═════ Data shown ═════
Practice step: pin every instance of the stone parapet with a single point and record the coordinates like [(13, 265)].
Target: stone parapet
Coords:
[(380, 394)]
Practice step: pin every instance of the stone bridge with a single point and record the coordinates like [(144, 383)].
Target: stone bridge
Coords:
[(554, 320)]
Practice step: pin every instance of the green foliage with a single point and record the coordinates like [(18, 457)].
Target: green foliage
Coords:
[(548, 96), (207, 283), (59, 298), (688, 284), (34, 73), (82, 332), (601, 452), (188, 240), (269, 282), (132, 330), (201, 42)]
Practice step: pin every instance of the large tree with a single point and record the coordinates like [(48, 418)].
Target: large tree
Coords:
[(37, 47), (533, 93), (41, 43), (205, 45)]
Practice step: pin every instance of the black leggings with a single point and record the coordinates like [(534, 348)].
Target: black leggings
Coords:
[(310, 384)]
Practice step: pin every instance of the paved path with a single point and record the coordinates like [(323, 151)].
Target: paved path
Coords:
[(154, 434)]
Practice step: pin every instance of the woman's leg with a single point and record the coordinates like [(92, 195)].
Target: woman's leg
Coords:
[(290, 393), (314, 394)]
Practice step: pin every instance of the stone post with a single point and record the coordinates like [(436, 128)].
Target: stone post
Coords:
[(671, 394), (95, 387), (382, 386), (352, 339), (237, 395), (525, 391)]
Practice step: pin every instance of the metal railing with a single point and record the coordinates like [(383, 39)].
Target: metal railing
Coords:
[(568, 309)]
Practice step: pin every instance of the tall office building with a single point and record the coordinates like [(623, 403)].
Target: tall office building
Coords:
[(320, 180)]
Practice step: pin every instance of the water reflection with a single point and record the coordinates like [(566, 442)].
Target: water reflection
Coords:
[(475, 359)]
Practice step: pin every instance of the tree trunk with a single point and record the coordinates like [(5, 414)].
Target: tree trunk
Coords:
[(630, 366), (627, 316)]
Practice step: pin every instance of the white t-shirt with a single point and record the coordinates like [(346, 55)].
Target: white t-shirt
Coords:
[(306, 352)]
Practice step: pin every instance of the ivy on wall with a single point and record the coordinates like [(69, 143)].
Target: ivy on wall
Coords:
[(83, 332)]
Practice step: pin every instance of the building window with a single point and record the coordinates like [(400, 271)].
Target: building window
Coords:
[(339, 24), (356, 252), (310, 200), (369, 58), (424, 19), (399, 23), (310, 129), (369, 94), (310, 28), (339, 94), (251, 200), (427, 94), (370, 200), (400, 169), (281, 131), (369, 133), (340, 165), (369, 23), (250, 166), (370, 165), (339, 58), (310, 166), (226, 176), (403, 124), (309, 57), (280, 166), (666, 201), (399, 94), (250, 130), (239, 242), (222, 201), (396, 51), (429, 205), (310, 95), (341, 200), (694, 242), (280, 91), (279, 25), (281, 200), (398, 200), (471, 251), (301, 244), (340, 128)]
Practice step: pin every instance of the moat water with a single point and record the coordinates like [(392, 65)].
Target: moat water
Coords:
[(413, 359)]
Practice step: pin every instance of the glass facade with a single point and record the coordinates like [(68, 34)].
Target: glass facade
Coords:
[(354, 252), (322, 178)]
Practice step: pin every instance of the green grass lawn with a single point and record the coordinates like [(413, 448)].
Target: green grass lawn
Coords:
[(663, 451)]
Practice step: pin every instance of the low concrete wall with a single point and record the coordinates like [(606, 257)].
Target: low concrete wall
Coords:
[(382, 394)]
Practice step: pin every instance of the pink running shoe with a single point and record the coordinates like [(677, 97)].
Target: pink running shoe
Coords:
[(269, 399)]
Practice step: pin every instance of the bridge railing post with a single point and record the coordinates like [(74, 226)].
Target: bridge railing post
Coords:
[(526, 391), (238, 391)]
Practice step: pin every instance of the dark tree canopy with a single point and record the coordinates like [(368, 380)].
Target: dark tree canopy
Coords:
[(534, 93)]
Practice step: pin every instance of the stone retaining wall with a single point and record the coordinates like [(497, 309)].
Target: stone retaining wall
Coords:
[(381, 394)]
═════
Exercise goal |
Where the string "moat" appears in a line of the entries, count that line, and state the total alone.

Exercise solution |
2